** START **

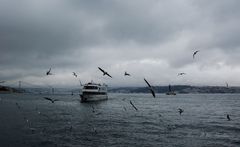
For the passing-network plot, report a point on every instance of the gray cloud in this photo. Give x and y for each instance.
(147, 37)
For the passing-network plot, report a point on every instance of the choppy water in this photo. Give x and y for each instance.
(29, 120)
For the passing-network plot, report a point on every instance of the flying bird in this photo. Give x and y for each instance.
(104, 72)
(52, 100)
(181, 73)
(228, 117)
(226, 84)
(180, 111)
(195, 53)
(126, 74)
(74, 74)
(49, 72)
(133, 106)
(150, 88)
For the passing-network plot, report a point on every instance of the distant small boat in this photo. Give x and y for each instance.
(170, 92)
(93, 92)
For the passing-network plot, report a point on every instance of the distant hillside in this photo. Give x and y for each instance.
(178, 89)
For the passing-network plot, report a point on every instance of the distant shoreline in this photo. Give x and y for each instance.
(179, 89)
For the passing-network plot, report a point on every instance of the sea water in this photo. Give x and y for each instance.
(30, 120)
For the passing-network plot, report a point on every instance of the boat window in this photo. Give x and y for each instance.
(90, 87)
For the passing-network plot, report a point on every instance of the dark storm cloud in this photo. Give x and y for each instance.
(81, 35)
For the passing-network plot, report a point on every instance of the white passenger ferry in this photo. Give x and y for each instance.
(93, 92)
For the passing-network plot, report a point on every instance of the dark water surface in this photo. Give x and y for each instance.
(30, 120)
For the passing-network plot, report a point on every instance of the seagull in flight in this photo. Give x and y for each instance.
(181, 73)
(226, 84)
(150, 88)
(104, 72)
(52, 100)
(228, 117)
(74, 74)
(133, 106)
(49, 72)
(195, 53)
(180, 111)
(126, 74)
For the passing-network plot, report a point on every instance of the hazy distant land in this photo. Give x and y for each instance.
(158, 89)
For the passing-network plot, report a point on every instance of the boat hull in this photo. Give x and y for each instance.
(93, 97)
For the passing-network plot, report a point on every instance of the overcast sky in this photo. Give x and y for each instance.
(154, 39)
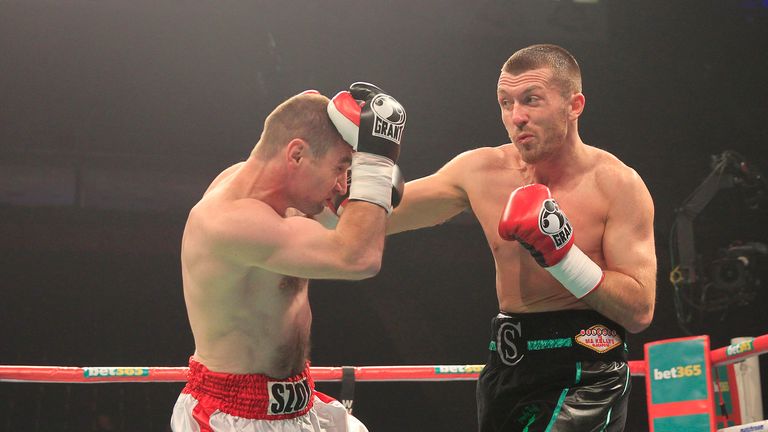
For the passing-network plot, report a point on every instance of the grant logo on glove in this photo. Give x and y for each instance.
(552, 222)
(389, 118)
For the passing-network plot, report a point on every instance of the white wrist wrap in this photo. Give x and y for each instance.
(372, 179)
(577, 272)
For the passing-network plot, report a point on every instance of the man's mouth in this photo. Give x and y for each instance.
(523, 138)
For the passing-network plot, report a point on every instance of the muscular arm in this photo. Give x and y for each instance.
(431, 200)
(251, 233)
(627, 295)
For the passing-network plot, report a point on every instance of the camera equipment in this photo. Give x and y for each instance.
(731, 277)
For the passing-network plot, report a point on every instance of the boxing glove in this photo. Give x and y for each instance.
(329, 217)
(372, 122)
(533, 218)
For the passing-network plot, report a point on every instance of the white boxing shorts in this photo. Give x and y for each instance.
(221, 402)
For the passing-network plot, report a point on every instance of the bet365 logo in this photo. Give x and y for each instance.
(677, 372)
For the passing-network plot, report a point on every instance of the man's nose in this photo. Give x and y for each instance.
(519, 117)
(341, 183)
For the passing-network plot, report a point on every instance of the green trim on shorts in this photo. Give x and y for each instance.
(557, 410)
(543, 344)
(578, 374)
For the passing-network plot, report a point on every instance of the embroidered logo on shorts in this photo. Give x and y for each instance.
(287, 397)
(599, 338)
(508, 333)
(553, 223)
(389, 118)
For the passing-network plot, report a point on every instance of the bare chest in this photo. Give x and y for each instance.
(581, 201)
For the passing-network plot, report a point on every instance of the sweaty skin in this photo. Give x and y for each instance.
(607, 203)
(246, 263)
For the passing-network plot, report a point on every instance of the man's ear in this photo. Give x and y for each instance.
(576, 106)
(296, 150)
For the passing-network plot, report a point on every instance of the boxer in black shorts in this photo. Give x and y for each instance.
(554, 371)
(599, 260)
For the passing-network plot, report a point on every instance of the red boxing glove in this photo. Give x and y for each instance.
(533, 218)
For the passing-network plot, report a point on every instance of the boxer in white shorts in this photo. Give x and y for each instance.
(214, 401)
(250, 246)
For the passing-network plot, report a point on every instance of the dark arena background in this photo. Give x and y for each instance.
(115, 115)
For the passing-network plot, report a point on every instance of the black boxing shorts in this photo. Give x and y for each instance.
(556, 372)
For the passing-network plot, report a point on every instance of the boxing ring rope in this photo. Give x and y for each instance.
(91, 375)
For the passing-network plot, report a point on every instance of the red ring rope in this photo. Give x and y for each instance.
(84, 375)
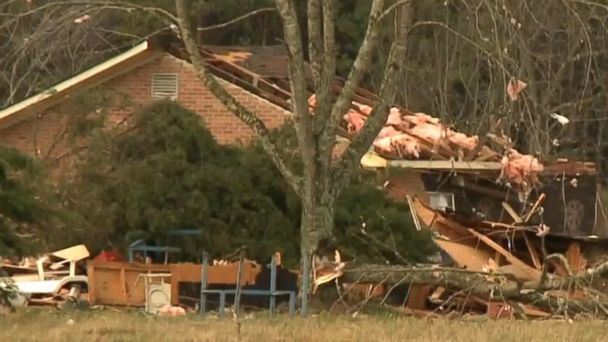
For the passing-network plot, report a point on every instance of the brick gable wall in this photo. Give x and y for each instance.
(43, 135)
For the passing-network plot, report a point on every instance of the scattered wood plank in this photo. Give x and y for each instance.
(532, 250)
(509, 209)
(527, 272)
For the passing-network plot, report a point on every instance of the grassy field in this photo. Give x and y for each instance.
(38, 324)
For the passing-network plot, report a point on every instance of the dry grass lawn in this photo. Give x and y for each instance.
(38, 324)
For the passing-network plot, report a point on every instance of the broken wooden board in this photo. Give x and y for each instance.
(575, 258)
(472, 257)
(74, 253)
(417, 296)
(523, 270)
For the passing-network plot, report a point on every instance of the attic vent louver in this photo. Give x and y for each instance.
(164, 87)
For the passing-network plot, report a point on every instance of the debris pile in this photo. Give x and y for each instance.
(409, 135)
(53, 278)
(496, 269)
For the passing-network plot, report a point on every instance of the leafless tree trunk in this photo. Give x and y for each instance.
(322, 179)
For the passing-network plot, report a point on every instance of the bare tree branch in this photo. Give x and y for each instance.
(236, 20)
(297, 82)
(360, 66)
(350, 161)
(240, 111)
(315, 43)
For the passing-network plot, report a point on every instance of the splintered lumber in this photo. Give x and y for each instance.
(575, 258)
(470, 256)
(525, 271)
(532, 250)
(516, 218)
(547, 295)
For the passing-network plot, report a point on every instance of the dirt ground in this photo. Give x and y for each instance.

** END **

* YOUR TASK *
Leave out the pictures and print each record exactly as it stands.

* OUTPUT FOR THIS EXERCISE *
For the passing-network plot, report a point on every instance of the gray cloud in this photo. Give x and y for each instance.
(147, 37)
For the passing-network plot, report a point on every instance of the choppy water in this photo. Give x and y for each instance.
(29, 120)
For the passing-network plot, report a point on every instance of the flying bird in this photo. Give x and y for each instance.
(104, 72)
(52, 100)
(181, 73)
(228, 117)
(226, 84)
(180, 111)
(195, 53)
(126, 74)
(74, 74)
(49, 72)
(133, 106)
(150, 88)
For the passing-network plot, report a point on every instance of the distant small boat in this photo. Give x and y for each instance.
(170, 92)
(93, 92)
For the passing-network plot, report a point on every instance of the distant hillside in this photo. Give x and y for each instance.
(178, 89)
For the passing-network plot, report a point on every instance of the distant shoreline in this photo. Give x and y for each instance.
(179, 89)
For the passing-network plot, report a point on every instance of the sea water in this photo. Give x and y for each instance.
(30, 120)
For the passing-network plot, report a point on every instance of the boat window in this photo. Give x and y for each instance.
(90, 87)
For the passing-network plot, report a point on every instance of the dark storm cloud in this photo. Give x and y for each instance.
(81, 35)
For the passing-network plot, report a point on every instance of the white passenger ferry in this photo. Give x and y for each instance.
(93, 92)
For the passing-network plot, report a point on every instance of the dark water surface in this photo. Give x and y for each instance.
(30, 120)
For the passing-network plot, report a point on every instance of the seagull in flight in this photo. Give x and y for each instance.
(181, 73)
(226, 84)
(150, 88)
(104, 72)
(52, 100)
(228, 117)
(74, 74)
(133, 106)
(49, 72)
(195, 53)
(180, 111)
(126, 74)
For the passing-network plot, report a point on every instance of the hazy distant land in this photo. Give x and y for each instance.
(158, 89)
For the passing-network plot, report a point on every instance of the boat hull in this photo. Give x and y for each instance.
(93, 97)
For the passing-network plot, report a point on every instance of the overcast sky in this photo. Give x and y for each instance.
(154, 39)
For the passing-network plot, report a point on every instance of the grant logo on glove in this photo. Give x and y for each instance.
(552, 222)
(389, 118)
For the passing-network plot, report a point on every instance of the white wrist wrap in this photo. Give x and y for each instance.
(372, 179)
(577, 272)
For the passing-network plot, report a point on every instance of the man's mouth in this photo. Give x and y for each instance.
(523, 138)
For the passing-network plot, report a point on every instance of the muscular arm in this photo. Give x and y for each instance.
(431, 200)
(251, 233)
(627, 295)
For the passing-network plot, report a point on every instance of the camera equipment in this photo. Give x and y for each instance.
(731, 277)
For the passing-network plot, report a point on every instance of the boxing glove in this photo. Give x and y for each instance.
(329, 217)
(372, 122)
(533, 218)
For the passing-network plot, report a point on every instance of the white boxing shorts in this photo. Give x and y for each instance.
(221, 402)
For the passing-network plot, report a point on every instance of the bet365 logo in this photo. Give x and y for each instance.
(677, 372)
For the passing-network plot, report a point on every instance of the man's nose in this photo. Give x and y for each instance.
(519, 117)
(341, 183)
For the passing-network plot, report a point on every instance of the green trim on shorts in this photo. Give x and y for each instance.
(557, 410)
(543, 344)
(578, 374)
For the passing-network plot, report a point on every instance of the embroidered logo on shorts in this photo. Give x and y for each instance.
(287, 397)
(599, 338)
(508, 333)
(553, 223)
(389, 118)
For the passing-network plot, report a point on every instance of the bare chest in this photo. Give x and y for each instance.
(581, 201)
For the passing-network plot, report a point on every instance of the sweaty skin in this photo. Give x and y for each instance.
(607, 203)
(246, 263)
For the passing-network plot, report a point on every instance of the man's ear in this photo. Give x and y for each instance.
(576, 106)
(296, 150)
For the passing-network plot, report a point on every instance of the boxer in black shorts in this photo. Give x and y for each instance.
(554, 371)
(599, 260)
For the passing-network plot, report a point on every instance of the red boxing glove in this photo. Give x and y for each instance.
(533, 218)
For the passing-network plot, report a point on every instance of the boxer in white shorts in this photo. Give x and y for each instance.
(214, 401)
(250, 246)
For the passing-network plot, report a point on every instance of the dark arena background in this photo. Give x and y for each instance.
(115, 115)
For the passing-network plot, report a point on every instance of the black boxing shorts in this photo. Give x and y for each instance.
(556, 372)
For the passing-network plot, report a point on every instance of the boxing ring rope in this photo. Give x and y for each instance.
(91, 375)
For the passing-network plot, report a point on every instance of the red ring rope in this photo. Give x and y for each instance.
(84, 375)
For the passing-network plot, report a point on every instance of the brick gable wall in this photo. Give x and y for each instance.
(43, 135)
For the passing-network plot, report a point on every instance of the scattered wood plank in this photo. Give x and y for each instance.
(532, 250)
(509, 209)
(527, 272)
For the passing-network plot, report a point on every instance of the grassy field in this photo. Give x and y for each instance.
(38, 324)
For the passing-network plot, report a point on every instance of the dry grass lawn in this photo. Give x and y for each instance.
(38, 324)
For the passing-network plot, report a point on every instance of the broken wooden board in this photo. Give x and y for each instance.
(575, 258)
(472, 257)
(74, 253)
(417, 296)
(523, 270)
For the passing-network plot, report a point on every instance of the attic vent louver in this photo. Give x and y for each instance.
(164, 87)
For the passing-network plot, report a point on every instance of the debris pile in this photo. Give x and y for each instance.
(409, 135)
(53, 278)
(496, 269)
For the passing-network plot, report a point on every instance of the leafless tree trunk in this photo. Give x and y for each instance.
(322, 179)
For the passing-network plot, report a point on every instance of the bare tree branch in this photo. Give x and y for each instance.
(236, 20)
(297, 82)
(360, 66)
(350, 161)
(240, 111)
(315, 43)
For the passing-network plot, report a point on every instance of the splintered lumber in this photo. Give x and y for each instance.
(575, 258)
(470, 256)
(525, 271)
(532, 250)
(516, 218)
(547, 295)
For the passing-network plot, report a point on every instance of the dirt ground in this photo. Give x and y for each instance.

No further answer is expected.